**PROBLEM STATEMENT**. Copy out the material below line for line, omitting the pictures from your answer.

------ EXERCISE DATA ------

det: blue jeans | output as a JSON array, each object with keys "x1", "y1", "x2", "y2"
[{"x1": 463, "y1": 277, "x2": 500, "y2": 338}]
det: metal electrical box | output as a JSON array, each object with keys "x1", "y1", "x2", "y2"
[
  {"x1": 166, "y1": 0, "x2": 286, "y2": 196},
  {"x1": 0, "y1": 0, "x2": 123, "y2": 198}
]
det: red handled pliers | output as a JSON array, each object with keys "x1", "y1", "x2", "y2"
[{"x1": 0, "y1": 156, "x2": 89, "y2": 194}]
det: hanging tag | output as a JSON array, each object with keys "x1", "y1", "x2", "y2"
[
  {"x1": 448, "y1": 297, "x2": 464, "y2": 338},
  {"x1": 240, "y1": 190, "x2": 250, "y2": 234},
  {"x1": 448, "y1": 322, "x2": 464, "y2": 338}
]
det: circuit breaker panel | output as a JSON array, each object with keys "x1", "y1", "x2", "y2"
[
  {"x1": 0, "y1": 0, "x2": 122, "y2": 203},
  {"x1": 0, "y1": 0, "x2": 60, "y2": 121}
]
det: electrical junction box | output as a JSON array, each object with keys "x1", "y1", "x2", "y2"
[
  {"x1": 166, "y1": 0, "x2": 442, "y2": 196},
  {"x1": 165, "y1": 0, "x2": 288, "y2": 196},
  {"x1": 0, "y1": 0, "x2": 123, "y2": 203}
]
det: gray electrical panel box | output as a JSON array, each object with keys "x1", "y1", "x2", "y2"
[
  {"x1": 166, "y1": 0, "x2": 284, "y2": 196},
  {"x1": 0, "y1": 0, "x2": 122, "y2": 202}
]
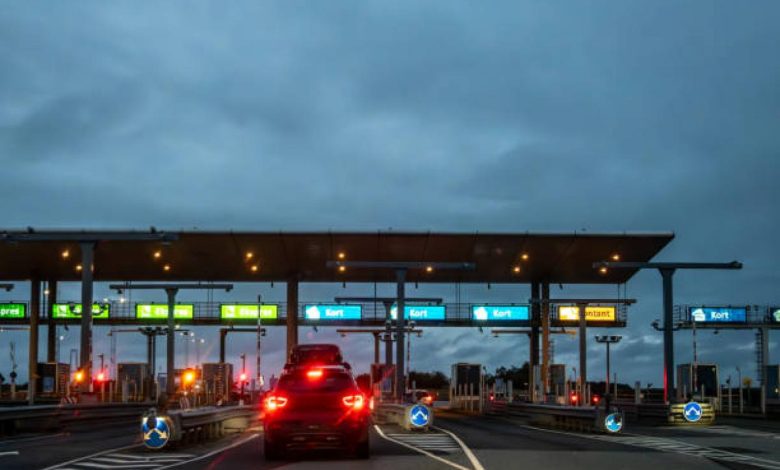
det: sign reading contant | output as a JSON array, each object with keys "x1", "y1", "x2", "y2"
[
  {"x1": 135, "y1": 304, "x2": 195, "y2": 320},
  {"x1": 219, "y1": 304, "x2": 279, "y2": 320},
  {"x1": 471, "y1": 305, "x2": 529, "y2": 321},
  {"x1": 0, "y1": 304, "x2": 27, "y2": 318},
  {"x1": 558, "y1": 305, "x2": 616, "y2": 321},
  {"x1": 690, "y1": 307, "x2": 747, "y2": 323},
  {"x1": 51, "y1": 303, "x2": 111, "y2": 318},
  {"x1": 303, "y1": 304, "x2": 363, "y2": 320},
  {"x1": 390, "y1": 305, "x2": 447, "y2": 321}
]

------

**FULL SOLUTION**.
det: blue jeans | output as a JSON array, each object with keys "x1", "y1", "x2", "y2"
[{"x1": 463, "y1": 277, "x2": 500, "y2": 338}]
det: metal electrical box | output as a JSON array, each object with keys "x1", "y1", "x2", "y2"
[
  {"x1": 166, "y1": 0, "x2": 286, "y2": 196},
  {"x1": 0, "y1": 0, "x2": 123, "y2": 198}
]
det: red handled pliers | output as a JSON array, each object with keys "x1", "y1", "x2", "y2"
[{"x1": 0, "y1": 156, "x2": 89, "y2": 194}]
det: hanging tag | output as a JSON array, each object with keys "x1", "y1", "x2", "y2"
[
  {"x1": 448, "y1": 297, "x2": 464, "y2": 338},
  {"x1": 240, "y1": 190, "x2": 250, "y2": 234},
  {"x1": 448, "y1": 322, "x2": 464, "y2": 338}
]
det: circuit breaker panel | output as a JSON array, each object with keys "x1", "y1", "x2", "y2"
[
  {"x1": 0, "y1": 0, "x2": 122, "y2": 203},
  {"x1": 0, "y1": 0, "x2": 60, "y2": 121}
]
det: electrical junction box | output as a JSON array, each object with keys "x1", "y1", "x2", "y2"
[
  {"x1": 166, "y1": 0, "x2": 442, "y2": 196},
  {"x1": 165, "y1": 0, "x2": 288, "y2": 196},
  {"x1": 0, "y1": 0, "x2": 123, "y2": 203}
]
det: gray electrical panel box | output as a JSON array, each object with keys "x1", "y1", "x2", "y2"
[
  {"x1": 166, "y1": 0, "x2": 284, "y2": 196},
  {"x1": 0, "y1": 0, "x2": 122, "y2": 202}
]
det: sign reading contant | output as a JSON array, each object with keys "x1", "y1", "x2", "y2"
[
  {"x1": 135, "y1": 304, "x2": 195, "y2": 320},
  {"x1": 219, "y1": 304, "x2": 279, "y2": 320},
  {"x1": 471, "y1": 305, "x2": 529, "y2": 321},
  {"x1": 0, "y1": 304, "x2": 27, "y2": 318},
  {"x1": 558, "y1": 305, "x2": 616, "y2": 321},
  {"x1": 690, "y1": 307, "x2": 747, "y2": 323},
  {"x1": 51, "y1": 303, "x2": 111, "y2": 318},
  {"x1": 303, "y1": 304, "x2": 363, "y2": 320},
  {"x1": 390, "y1": 305, "x2": 447, "y2": 321}
]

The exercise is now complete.